_Prompt:_ Please copy the records below, changing "Target" to "Object" everywhere and keeping everything else the same. Leave the pictures out of your answer.

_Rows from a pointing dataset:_
[BEGIN]
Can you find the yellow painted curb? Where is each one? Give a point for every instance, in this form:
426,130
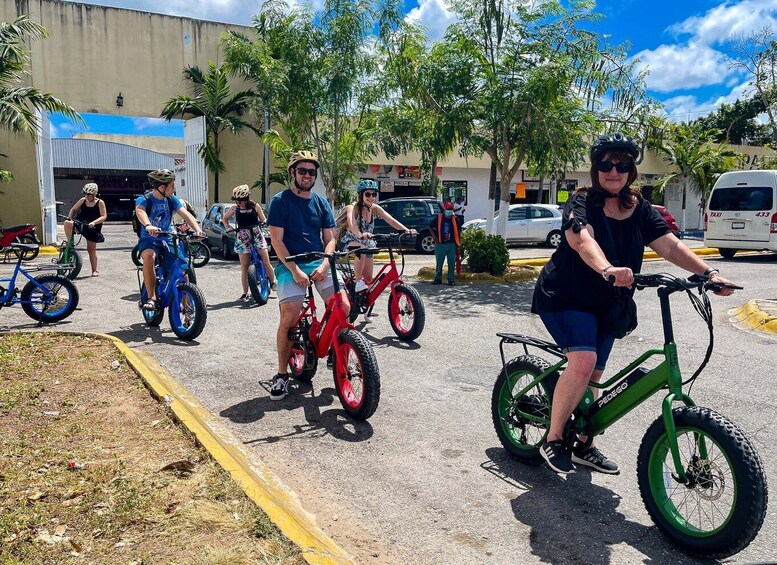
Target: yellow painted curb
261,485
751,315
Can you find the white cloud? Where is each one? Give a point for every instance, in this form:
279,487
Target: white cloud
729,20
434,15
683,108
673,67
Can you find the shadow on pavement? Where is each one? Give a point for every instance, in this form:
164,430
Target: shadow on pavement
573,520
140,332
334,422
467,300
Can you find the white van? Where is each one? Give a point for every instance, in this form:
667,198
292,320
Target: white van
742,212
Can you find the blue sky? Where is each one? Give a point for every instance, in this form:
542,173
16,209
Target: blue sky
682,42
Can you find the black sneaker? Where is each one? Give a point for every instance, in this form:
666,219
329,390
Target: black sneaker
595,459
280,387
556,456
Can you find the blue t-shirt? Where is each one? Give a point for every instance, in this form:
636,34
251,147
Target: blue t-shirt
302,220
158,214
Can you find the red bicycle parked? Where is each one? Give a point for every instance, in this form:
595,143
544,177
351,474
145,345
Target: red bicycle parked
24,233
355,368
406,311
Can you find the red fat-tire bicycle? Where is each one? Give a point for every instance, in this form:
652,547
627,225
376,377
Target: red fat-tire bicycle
[END]
_In response:_
Can you find the yellow painted curb? Where is each one? Give a point for every instance, in this form:
426,130
Object: yellow painted curb
261,485
751,315
Can you find the white cloud? Where is each one? Give a point for every instance, in this form:
279,487
Object: white cloud
729,20
434,15
683,108
673,67
Can you find the shadow on pavement? Where is each one? Give a point for every instance, in this form:
164,430
Object: shadow on pavement
573,520
140,332
334,422
467,300
Can you find the white van? Where is each one? Give a point for every instance, in this form:
667,198
292,320
Object: white van
742,212
Can you find the blue sky? Where is each one? Give a point for every instance, in this form:
542,173
16,209
Object: blue sky
682,42
Can you find the black sneaker? Where is each one? Give a point for every instance, in this form:
666,219
329,390
Object: black sneaker
595,459
280,387
556,456
Can you find the blue t-shirt? Where is each one? Give a point for every instance, in this form:
636,34
251,147
Object: blue t-shirt
302,220
158,214
Can you find the red bicycle parked? Where is each one? Give a point for every instance, in this form:
595,143
544,177
351,474
145,345
Object: red bicycle parked
24,233
355,368
406,311
Can you find the red fat-tire bicycle? Where is each one? Give a point for every instance, in this form:
652,547
627,225
376,377
Object: red fat-tire bicycle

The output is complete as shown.